Coordinate annotation records:
_ _ _ _ _

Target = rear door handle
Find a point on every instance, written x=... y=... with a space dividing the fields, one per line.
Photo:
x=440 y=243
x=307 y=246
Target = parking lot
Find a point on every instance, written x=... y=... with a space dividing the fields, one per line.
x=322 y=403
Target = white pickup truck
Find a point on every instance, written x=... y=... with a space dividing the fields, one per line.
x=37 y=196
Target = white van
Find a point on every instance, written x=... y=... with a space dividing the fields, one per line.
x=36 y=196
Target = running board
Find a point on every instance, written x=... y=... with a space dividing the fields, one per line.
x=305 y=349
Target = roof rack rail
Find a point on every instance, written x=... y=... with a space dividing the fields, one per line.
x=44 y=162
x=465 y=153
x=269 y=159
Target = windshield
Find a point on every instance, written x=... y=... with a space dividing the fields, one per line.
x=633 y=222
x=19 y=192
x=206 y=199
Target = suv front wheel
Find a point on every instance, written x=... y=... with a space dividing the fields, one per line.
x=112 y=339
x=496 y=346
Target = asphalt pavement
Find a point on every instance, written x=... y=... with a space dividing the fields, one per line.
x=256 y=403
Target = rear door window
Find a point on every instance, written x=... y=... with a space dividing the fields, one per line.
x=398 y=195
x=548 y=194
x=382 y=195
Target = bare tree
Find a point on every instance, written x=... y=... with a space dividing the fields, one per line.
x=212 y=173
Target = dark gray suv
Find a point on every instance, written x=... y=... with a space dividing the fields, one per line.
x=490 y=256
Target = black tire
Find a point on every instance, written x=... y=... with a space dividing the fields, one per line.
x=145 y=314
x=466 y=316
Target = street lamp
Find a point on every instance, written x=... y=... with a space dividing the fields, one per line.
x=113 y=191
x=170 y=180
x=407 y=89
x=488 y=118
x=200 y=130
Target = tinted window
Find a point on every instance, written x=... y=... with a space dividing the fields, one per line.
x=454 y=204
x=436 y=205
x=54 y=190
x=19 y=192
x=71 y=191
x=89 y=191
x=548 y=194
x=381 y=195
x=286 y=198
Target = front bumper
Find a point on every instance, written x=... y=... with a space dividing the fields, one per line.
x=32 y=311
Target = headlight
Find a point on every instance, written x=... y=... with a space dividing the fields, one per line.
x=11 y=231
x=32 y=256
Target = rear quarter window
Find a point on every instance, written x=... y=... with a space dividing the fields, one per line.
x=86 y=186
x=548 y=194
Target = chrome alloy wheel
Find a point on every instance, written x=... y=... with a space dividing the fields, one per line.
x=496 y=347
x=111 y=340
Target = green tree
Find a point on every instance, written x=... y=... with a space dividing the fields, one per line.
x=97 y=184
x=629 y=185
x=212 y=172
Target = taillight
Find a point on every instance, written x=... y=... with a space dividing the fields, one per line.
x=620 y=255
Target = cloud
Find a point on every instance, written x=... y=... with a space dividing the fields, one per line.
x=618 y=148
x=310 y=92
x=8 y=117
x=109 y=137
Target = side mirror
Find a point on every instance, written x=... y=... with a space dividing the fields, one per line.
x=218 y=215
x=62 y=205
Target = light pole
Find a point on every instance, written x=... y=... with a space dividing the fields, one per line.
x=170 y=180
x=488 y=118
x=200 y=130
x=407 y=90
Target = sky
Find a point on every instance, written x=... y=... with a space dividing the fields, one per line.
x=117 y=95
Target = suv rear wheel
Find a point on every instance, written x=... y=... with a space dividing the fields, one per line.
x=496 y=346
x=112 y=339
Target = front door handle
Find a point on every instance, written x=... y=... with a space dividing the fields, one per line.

_ _ _ _ _

Exercise requirements. Can you pull out the lines of the material starting at the one containing "Target = rear door window" and ending at the one containing "x=212 y=172", both included, and copy each one without any change?

Answer to this task.
Target = rear door window
Find a point on every instance, written x=... y=... with a space dividing the fields, one per line.
x=398 y=195
x=548 y=194
x=382 y=195
Target = bare tree
Find a point on every instance, written x=... y=... with a space dividing the fields, one per line.
x=212 y=173
Target = dark gray suv
Find a point on every instance, written x=... y=... with a space dividing the fields, one per line.
x=490 y=256
Target = black tire
Find a point on every instance, written x=... y=... with a space dividing the fields, one per line.
x=145 y=314
x=466 y=316
Target = street lamp
Find a point on every instance, written x=... y=... with a space dividing the fields, one per line.
x=113 y=191
x=170 y=180
x=407 y=89
x=488 y=118
x=200 y=130
Target = tinted window
Find a point on every instance, written x=... y=... with a space dividing the fields, one per line.
x=454 y=204
x=436 y=205
x=54 y=190
x=19 y=192
x=71 y=191
x=89 y=191
x=548 y=194
x=381 y=195
x=286 y=198
Target = front bumper
Find a point on every instance, written x=... y=... with a space dividing the fields, one per line.
x=32 y=311
Target = headlight
Find a point on every instance, written x=... y=... with a space dividing the fields, one per line.
x=11 y=231
x=32 y=256
Target = rear quarter window
Find a point on every instance, written x=... y=... with a space dividing the fields, one per line.
x=86 y=186
x=548 y=194
Target = chrome alloy wheel
Find a point on every instance, written x=... y=... with a space dividing the fields, one per line.
x=496 y=347
x=111 y=340
Target = green tree
Find a point on every instance, written x=... y=... with a space dividing the fields, one per line.
x=97 y=184
x=629 y=185
x=212 y=172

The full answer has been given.